## start
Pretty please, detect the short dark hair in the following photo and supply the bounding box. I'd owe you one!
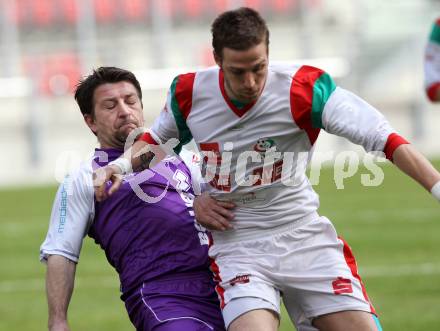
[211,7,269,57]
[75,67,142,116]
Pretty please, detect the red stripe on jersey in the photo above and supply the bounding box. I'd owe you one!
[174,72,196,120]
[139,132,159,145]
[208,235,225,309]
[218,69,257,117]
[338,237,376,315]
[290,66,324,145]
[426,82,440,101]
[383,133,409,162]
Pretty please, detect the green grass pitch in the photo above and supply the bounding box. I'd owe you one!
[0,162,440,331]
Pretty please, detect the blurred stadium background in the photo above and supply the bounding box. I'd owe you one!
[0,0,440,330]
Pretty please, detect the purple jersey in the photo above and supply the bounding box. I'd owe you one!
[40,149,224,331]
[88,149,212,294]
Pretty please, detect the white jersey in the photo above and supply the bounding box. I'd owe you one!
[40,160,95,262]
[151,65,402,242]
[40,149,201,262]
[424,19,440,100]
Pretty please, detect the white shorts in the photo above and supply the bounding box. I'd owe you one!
## end
## start
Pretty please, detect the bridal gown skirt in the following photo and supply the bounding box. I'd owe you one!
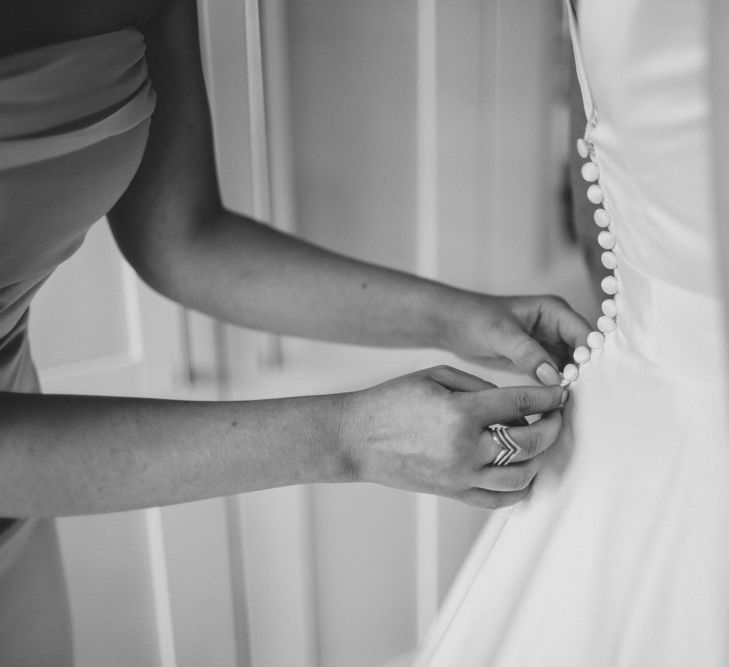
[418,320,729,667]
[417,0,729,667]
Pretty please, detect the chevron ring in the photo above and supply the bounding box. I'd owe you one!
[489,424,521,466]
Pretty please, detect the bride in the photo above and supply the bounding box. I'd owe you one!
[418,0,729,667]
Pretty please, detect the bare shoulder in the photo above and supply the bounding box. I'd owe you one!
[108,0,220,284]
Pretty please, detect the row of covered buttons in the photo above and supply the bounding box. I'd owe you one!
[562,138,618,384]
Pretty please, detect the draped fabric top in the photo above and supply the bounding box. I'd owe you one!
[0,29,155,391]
## end
## start
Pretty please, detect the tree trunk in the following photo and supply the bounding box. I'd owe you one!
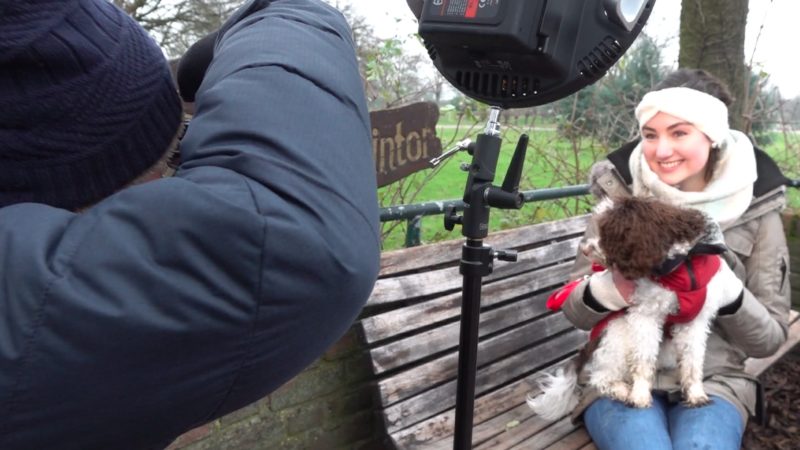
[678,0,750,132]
## end
WHAT YOU SHOULD DO:
Pull out every line of the listing above that contains the string "following". Treat uppercase and lowercase as different.

FINISHED TASK:
Pretty please, detect the short dark hair in the following photo and supply the bounding box. I'd owe you one!
Pretty please, detect the bridal gown skirt in the following photo and supply the bounding box. I'd owe you one!
Pretty please, detect the tree trunk in the following photo and supply the bounding box. I'd owe you one!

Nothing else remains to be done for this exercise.